### ENTRIES PROVIDED
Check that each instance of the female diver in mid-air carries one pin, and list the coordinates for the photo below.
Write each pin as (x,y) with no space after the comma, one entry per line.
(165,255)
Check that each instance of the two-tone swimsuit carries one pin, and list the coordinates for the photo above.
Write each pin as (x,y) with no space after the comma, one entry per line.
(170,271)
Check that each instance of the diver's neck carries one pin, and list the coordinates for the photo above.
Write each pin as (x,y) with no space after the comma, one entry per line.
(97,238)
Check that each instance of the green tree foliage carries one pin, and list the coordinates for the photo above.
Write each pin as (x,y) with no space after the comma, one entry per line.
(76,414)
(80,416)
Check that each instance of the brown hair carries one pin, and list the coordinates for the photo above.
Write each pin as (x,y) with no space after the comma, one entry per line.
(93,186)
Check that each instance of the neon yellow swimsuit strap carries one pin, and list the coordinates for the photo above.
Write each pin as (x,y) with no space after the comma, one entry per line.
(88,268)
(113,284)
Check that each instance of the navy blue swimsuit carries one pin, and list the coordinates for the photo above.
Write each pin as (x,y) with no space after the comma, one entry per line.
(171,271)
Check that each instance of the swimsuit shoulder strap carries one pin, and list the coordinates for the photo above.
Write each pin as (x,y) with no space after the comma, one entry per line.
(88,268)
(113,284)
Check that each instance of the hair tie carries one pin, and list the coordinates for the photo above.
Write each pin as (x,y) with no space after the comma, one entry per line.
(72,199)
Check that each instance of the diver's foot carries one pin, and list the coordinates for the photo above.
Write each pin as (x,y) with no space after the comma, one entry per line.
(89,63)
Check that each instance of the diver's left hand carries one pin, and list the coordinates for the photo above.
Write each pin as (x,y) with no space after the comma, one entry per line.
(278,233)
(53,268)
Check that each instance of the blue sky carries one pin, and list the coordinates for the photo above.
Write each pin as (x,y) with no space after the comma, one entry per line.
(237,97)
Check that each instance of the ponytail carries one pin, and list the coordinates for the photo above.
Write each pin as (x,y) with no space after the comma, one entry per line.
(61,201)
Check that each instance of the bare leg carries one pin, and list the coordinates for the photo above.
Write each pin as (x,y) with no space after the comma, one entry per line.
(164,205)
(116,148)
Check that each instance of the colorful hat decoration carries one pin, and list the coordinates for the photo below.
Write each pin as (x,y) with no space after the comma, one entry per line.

### WRITTEN REQUEST
Reproduce all of the entries above word for word, with the same line breaks.

### RESPONSE
Check that each instance of the female diver in mid-air carries one pin, and list the coordinates for the photo below.
Write each pin as (x,y) with no space after the comma, one entry per line.
(165,255)
Check that each instance of the two-tone swimsuit carries one pin, and list the coordinates for the photo above.
Write each pin as (x,y) with no space after the comma, one entry per line.
(170,271)
Check that each instance of the diver's neck carries one pin, and list the coordinates for the photo above.
Write each pin as (x,y) with no space after the comma, one entry per line.
(97,238)
Check that each instance of the green tree foliage carries one pin, and list the coordinates for the photo above.
Write each pin as (x,y) with no space after the comma, one entry per line.
(76,414)
(80,416)
Check that each instance of the brown hair carries one pin, and list the coordinates for the photo above.
Write each pin as (x,y) with no space after the comma, one entry per line.
(93,186)
Check that each instance of the neon yellow swimsuit strap carries one pin, and list the coordinates for the photo above.
Write each pin as (x,y) with no space after the comma, one entry per line.
(88,268)
(113,284)
Check that each instance of the navy blue swimsuit carries one pin, and list the coordinates for the photo above.
Write each pin as (x,y) with no space after the comma, one entry per line.
(171,271)
Check that each instance of the swimsuit shoulder strap carries one pin, and list the coordinates for the photo above.
Write each pin as (x,y) with no space after the comma, one entry per line.
(88,268)
(113,284)
Check that each instance of the hair tie carries one pin, and list the coordinates for the photo above.
Write each pin as (x,y) with no space after the comma, one entry per line.
(72,199)
Check that each instance of the diver's foot carries one pin, and list the coordinates for the photo above.
Write each pin as (x,y) with no space after the comma, one entry per line.
(89,63)
Check that each instance of the diver's left hand carries one pin, and list the coordinates for the photo above.
Write each pin as (x,y) with no space after the comma, one entry per line.
(278,233)
(53,268)
Check that each instance of the blue sky carries one pin, and list the coordinates for the photo above.
Write each pin as (x,y) with no space after the comma, one entry per line.
(237,97)
Check that each instance of the ponytail carries one pin, and list the coordinates for the photo above.
Write each pin as (x,y) with no space after the comma, one entry per line.
(61,201)
Check that each instance of the bare leg carries one pin, and list the coordinates for the photo above.
Write each pin as (x,y) with no space after the comma, one entry per line.
(164,205)
(116,148)
Check that each instance of the colorful hat decoration carries one pin, and list the coordinates for the photo below.
Write each pin as (x,y) with no space after the comma, one entry per line.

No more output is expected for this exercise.